Dataset items:
..........

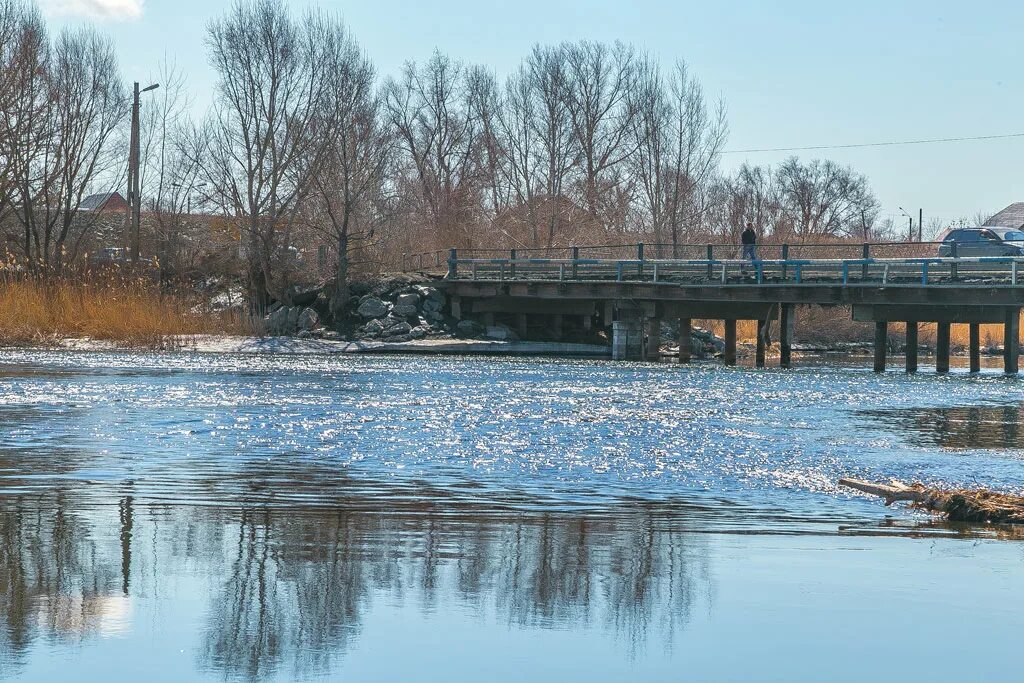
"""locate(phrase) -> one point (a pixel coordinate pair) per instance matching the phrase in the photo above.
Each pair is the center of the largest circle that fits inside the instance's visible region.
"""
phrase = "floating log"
(980, 506)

..........

EXERCISE:
Without the pictures, restate each entry exactly.

FINISHED TASK:
"""locate(phrase) -> one point (a pixel coordinate pair) per instance matching the phrase in the photo above.
Each pair is the center of the largest circle that fits inside the instance's visible region.
"""
phrase = "floating log"
(980, 506)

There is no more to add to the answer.